Nel brano su Bella Dentro, in quali prodotti l'Officina Cooperativa Sociale di Codogno trasforma frutta e verdura? Elencali tutti.

**Brano:**
────────
Nel reparti di frutta e verdura di qualunque supermercato troviamo solo prodotti dall’aspetto impeccabile, uniformi e privi di difetti. Ma in natura le zucchine non sono tutte dritte e alcune carote hanno due gambe, solo per fare qualche esempio. Così a ogni raccolto un produttore è costretto a scartare tutto quello che non corrisponde ai canoni estetici o dimensionali della Grande Distribuzione (GDO), a prescindere dall’effettiva qualità e bontà del prodotto.
Sconvolti dalle dimensioni e dall’impatto socio-economico dello spreco nella filiera agroalimentare, Camilla Archi e Luca Bolognesi nel 2017 fondano Bella Dentro, dopo mesi di ricerca a contatto diretto con i produttori agricoli italiani. Iniziano così a comprare dagli agricoltori italiani – pagandola al giusto prezzo – frutta e verdura dalle forma bizzarra e a rivenderla su un’ape in giro per Milano.
Il progetto funziona e, a tre anni dall’inizio di quest’avventura, aprono un negozio fisso e avviano una collaborazione con l’Officina Cooperativa Sociale di Codogno, che impiega ragazzi e ragazze affette da autismo e ritardi cognitivi nella trasformazione di frutta e verdura in essiccati, marmellate e succhi.
Ci racconta qualcosa di più Camilla, oltre ad aggiornarci sui loro progetti per il futuro.
D.: Tra tutte le storie dei prodotti belli dentro di cui sei venuta a conoscenza, ce n’è una che ti ha colpito in modo particolare?
────────
**Dati forniti:**
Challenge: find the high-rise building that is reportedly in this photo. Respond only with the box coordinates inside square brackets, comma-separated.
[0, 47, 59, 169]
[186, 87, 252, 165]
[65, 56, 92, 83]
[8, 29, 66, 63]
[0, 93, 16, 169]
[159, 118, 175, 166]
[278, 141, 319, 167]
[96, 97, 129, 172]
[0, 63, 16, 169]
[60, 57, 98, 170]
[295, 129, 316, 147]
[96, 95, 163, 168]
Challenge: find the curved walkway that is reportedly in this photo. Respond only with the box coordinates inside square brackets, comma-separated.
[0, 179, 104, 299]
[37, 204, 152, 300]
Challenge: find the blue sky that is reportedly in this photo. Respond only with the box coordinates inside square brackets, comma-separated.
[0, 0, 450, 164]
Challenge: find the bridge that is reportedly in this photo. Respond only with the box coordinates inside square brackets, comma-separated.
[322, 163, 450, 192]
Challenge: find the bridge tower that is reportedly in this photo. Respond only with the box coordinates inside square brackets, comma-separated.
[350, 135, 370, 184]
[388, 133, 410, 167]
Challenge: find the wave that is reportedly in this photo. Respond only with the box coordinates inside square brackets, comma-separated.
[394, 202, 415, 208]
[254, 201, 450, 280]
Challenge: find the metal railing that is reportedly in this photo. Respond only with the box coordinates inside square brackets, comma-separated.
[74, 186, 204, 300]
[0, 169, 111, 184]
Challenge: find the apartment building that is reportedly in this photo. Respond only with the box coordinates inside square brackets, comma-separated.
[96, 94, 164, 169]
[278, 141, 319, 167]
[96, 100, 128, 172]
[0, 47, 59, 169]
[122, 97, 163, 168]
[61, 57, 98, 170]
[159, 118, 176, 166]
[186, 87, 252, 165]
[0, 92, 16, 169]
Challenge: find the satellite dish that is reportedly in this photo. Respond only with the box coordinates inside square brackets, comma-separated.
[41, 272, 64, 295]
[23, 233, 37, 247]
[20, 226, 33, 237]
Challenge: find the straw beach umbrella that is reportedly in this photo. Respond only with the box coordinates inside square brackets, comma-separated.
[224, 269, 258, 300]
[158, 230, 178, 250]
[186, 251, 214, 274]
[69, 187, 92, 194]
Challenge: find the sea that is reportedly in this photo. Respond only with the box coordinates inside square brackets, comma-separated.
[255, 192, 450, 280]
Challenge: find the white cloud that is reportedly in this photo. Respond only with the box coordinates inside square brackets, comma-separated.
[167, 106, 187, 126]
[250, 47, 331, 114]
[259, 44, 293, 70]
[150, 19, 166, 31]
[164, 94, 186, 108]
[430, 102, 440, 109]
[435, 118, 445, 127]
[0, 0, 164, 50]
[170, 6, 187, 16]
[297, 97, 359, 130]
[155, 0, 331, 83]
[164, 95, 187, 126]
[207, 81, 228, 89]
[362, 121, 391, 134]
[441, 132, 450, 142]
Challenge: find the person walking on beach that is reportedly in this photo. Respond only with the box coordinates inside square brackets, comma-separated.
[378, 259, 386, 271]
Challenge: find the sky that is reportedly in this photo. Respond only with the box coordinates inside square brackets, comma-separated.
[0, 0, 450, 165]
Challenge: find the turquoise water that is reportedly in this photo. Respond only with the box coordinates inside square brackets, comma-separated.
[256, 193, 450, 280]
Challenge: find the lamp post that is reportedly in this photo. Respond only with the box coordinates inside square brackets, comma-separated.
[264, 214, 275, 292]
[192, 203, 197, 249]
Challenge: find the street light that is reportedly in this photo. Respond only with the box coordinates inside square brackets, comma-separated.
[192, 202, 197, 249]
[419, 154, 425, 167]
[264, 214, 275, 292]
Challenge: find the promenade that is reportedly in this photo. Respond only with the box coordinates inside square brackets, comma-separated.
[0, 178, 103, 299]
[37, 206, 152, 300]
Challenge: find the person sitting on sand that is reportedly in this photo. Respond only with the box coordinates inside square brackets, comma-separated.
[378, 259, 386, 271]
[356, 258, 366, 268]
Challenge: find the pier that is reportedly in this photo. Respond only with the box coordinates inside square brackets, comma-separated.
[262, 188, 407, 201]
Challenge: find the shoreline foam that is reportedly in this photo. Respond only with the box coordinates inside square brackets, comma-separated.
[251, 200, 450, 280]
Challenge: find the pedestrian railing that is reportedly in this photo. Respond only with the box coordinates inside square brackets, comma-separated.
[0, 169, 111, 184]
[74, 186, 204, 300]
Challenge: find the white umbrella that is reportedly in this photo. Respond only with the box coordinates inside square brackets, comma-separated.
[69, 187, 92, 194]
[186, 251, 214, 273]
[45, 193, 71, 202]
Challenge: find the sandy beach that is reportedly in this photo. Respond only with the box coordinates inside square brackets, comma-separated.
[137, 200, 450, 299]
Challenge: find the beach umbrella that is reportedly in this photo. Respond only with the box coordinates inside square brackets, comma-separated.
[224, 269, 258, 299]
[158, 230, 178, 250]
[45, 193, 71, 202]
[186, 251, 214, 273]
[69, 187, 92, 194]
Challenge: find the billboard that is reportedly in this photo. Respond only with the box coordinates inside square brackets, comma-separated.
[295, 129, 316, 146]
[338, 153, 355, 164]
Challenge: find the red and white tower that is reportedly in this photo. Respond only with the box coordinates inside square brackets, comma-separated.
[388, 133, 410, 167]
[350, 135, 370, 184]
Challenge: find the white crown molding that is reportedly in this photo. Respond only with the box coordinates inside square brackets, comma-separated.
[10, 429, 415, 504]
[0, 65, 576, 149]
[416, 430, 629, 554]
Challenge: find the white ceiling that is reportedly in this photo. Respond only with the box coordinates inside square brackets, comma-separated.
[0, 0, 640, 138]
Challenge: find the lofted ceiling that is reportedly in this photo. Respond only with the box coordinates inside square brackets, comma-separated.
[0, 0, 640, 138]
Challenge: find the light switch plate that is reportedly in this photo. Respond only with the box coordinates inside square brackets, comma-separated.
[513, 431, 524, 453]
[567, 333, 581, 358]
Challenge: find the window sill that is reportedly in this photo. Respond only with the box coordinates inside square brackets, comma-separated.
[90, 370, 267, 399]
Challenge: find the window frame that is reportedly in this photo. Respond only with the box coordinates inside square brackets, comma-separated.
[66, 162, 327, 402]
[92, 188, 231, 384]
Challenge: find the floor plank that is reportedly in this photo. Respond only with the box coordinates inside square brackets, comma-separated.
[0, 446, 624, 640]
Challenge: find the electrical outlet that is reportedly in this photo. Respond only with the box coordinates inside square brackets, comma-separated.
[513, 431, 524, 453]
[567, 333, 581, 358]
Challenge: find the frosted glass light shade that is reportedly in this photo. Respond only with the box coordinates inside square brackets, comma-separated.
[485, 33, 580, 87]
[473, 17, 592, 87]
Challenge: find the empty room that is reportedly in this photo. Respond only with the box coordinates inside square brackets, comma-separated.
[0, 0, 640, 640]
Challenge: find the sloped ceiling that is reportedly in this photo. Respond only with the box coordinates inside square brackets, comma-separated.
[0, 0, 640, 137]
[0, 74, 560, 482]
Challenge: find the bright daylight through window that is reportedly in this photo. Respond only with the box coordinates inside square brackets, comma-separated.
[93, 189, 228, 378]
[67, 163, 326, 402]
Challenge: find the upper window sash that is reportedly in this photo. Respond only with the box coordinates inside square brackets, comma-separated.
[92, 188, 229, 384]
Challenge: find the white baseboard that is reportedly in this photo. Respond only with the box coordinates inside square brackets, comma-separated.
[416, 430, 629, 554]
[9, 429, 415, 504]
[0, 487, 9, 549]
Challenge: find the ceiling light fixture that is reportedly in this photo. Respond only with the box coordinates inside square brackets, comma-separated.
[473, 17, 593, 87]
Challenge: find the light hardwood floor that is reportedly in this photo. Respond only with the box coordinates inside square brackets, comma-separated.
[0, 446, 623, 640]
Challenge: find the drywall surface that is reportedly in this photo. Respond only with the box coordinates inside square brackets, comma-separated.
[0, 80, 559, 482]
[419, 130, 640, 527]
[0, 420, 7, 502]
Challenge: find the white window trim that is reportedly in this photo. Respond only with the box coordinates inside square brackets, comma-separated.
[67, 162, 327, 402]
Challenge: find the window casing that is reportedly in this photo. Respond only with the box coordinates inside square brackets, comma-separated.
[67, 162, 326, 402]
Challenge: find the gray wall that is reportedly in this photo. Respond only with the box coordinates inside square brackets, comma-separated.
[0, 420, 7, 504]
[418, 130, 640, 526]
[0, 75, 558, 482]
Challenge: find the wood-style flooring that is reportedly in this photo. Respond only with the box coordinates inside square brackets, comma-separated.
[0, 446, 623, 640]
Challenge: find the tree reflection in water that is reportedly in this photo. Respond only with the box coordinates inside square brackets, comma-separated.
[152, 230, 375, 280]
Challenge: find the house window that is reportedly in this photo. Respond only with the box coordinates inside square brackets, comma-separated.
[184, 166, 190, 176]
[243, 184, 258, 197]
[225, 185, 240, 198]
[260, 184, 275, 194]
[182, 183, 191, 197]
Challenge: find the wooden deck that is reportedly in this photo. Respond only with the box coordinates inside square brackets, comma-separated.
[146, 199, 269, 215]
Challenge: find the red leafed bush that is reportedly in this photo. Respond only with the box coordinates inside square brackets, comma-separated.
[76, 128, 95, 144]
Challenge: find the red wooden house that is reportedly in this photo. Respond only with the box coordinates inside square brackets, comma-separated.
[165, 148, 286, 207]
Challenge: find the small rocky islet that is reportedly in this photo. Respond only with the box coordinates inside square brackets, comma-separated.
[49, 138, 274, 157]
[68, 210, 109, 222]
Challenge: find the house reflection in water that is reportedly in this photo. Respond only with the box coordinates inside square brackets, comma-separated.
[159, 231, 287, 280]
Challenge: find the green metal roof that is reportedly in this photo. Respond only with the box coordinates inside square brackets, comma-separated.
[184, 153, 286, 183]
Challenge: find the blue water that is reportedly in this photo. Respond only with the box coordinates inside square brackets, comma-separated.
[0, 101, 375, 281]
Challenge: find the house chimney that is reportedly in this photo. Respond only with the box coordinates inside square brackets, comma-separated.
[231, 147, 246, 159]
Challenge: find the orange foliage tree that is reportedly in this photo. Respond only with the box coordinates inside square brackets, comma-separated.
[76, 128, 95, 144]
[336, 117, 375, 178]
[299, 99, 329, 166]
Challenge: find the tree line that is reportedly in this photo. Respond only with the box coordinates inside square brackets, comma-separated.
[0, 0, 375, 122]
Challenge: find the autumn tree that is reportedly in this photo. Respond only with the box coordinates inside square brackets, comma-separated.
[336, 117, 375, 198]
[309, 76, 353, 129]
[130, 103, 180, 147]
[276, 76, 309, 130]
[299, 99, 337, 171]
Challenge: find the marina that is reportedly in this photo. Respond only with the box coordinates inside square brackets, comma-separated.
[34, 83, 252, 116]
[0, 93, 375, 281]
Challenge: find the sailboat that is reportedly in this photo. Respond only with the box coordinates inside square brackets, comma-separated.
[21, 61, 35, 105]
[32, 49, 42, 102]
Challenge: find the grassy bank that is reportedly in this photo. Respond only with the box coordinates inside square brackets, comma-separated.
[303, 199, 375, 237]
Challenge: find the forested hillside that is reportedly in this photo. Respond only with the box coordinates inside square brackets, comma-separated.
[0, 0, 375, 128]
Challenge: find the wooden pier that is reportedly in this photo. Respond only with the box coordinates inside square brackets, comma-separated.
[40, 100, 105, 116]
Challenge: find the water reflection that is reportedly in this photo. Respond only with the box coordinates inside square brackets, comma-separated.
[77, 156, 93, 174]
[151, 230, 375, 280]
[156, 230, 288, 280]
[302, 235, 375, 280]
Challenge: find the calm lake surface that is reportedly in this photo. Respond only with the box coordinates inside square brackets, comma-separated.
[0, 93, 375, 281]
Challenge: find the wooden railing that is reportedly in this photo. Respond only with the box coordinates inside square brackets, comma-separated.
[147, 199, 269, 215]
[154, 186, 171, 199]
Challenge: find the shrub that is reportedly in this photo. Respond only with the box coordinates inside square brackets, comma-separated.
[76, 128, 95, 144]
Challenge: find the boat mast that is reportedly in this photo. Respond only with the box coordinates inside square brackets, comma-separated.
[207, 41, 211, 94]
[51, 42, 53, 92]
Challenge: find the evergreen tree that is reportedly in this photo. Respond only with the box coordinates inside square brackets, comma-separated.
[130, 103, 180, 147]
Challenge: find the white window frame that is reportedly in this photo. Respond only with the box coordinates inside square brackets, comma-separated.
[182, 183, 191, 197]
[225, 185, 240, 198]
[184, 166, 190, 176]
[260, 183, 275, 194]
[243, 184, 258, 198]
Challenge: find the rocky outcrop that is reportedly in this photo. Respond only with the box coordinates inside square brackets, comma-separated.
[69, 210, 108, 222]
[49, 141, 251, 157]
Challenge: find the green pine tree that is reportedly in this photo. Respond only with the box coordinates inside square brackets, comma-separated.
────────
**Risposta completa:**
Essiccati, marmellate e succhi.